WORK INSTRUCTION A -
Answer these from the work equipment guidance, one answer per line:
(i) In what year were the Provision and Use of Work Equipment Regulations made?
(ii) Whose working life do the regulations aim to make safer?
(iii) Which procedures does the guidance name as part of training and informing staff?
WORK INSTRUCTION B - How would the work equipment guidance go on after its list of employer duties? Continue it from that point.

Work Equipment guidance
EVERY EMPLOYER HAS A STATUTORY DUTY TO ENSURE THAT "WORK EQUIPMENT" IS SAFE TO USE
Work equipment covers a multitude of tasks that employees are asked to perform, this can range from simple hand tools to automated machinery and some quite complex, multi-part apparatus used every day in workplaces, factories, offices, shops, hospitals, construction sites, and farms etc. Some organisations may find the requirements of the Provision and Use of Work Equipment Regulations 1998, (commonly referred to as PUWER) more challenging to be fully compliant with, within the maze off health and safety legislation they must satisfy, this is hardly surprising when you consider the PUWER Regulations themselves have over 30 regs to be considered when assessing work equipment and activities.
It should be remember that the PUWER Regulations aims to make working life safer for everyone using and coming into contact with equipment, whether employers, employees, contractors, suppliers, or others. Like all regulations, they need to be studied closely. The words have been chosen carefully and sometimes have a precise legal meaning. At other times, you need to interpret the regulations according to your own situation. The regulations are prescriptive, they do not dictate how you should comply with their intent, merely that you must comply (where applicable to your circumstances).
Breaking the PUWER down into a brief summary of duties placed upon and employer shows a requirement to;
•Ensure that equipment is suitable for its intended use;
•Consider the working environment when choosing equipment;
•Maintain equipment in good order;
•Train and inform staff in the use of work equipment, including such procedures as daily checks and defect reporting;
•Only allow trained personnel to use work equipment;
•Ensure equipment is provided with effective safeguards such as protective devices, markings and warnings.

DATA UNDER STUDY -
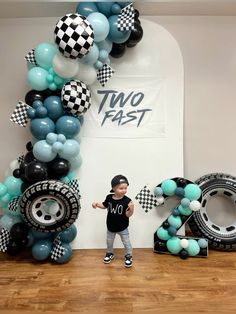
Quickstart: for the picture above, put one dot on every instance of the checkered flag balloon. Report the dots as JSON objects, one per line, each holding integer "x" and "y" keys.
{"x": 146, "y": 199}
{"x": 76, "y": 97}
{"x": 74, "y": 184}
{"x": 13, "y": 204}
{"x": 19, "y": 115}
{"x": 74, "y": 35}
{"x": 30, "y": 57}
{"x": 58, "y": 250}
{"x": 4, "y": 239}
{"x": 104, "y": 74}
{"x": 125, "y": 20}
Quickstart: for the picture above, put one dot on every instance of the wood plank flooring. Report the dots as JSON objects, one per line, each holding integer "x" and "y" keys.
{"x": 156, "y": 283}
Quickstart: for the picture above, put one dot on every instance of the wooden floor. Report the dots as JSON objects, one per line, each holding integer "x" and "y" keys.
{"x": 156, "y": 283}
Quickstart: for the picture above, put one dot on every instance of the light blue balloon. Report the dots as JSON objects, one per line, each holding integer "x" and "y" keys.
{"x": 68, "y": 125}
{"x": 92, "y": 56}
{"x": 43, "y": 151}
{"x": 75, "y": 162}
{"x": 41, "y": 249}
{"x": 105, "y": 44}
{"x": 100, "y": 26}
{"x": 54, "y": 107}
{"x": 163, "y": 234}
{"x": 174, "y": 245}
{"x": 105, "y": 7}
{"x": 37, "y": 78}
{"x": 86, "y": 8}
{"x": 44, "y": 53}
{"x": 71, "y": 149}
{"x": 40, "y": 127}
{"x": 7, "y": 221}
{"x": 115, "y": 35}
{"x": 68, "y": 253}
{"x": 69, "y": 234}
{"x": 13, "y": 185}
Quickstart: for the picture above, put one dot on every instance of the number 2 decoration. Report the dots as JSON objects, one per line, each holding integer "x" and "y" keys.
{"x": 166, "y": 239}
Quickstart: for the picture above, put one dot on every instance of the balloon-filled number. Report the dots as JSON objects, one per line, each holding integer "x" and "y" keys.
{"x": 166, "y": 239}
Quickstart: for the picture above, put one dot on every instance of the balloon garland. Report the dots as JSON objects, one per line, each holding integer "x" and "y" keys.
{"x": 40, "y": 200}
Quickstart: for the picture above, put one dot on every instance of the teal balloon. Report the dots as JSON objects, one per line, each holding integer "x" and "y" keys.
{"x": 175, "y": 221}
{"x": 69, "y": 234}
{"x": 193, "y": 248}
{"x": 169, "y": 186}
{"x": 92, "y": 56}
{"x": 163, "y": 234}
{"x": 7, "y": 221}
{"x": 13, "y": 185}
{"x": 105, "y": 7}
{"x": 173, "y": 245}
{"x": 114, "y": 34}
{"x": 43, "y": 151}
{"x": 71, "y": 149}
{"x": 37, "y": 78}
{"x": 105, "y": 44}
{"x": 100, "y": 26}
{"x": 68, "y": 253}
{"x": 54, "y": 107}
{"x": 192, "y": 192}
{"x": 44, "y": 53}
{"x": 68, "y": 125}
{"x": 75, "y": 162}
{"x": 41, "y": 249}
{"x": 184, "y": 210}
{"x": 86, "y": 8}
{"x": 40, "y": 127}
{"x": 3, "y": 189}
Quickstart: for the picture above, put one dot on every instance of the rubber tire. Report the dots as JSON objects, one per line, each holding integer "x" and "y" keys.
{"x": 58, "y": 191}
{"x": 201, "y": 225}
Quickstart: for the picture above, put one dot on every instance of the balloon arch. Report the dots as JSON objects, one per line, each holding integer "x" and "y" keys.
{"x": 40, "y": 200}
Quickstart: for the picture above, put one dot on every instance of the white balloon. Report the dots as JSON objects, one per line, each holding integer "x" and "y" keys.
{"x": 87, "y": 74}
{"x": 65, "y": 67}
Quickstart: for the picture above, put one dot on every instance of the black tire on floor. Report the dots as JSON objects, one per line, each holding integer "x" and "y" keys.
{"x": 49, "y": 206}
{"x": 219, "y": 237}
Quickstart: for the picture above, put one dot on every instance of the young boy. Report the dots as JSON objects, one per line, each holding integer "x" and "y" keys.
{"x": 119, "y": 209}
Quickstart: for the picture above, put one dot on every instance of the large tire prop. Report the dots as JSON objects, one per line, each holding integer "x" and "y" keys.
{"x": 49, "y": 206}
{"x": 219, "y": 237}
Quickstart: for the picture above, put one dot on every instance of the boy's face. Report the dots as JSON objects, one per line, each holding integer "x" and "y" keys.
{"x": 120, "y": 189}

EXPECTED ANSWER A -
(i) 1998
(ii) Everyone using and coming into contact with equipment, whether employers, employees, contractors, suppliers, or others
(iii) Daily checks and defect reporting

EXPECTED ANSWER B -
with regards to the key terms of Work Equipment, and Use of Work Equipment.
Work Equipment is any equipment, machinery, appliance, apparatus, tool or installation for use at work, and the Use of Work Equipment includes, using, starting, stopping, programming, setting, transporting, repairing, modifying, maintaining, servicing and cleaning.
As is with the common theme across UK health and safety legislation there is an inherent requirement to carry out risk assessments for each job, not just those using work equipment, this involves:
•identifying hazards — anything that can cause harm;
•assessing risk — the chance of harm actually being done (this helps you to work out what action to take to eliminate and reduce those risks);
•eliminating and reducing the risk — ask yourself whether it's possible to eliminate any of the risks, perhaps by working out different ways of doing things; if it's not possible to eliminate all the risks, list ways to reduce them and identify the precautions to take.
The requirements of PUWER should not be considered in isolation as other general and specific health and safety legislation will also need weighing up. These include, but are not limited to;
•the requirements for risk assessments in the Management of Health and Safety at Work Regulations 1999.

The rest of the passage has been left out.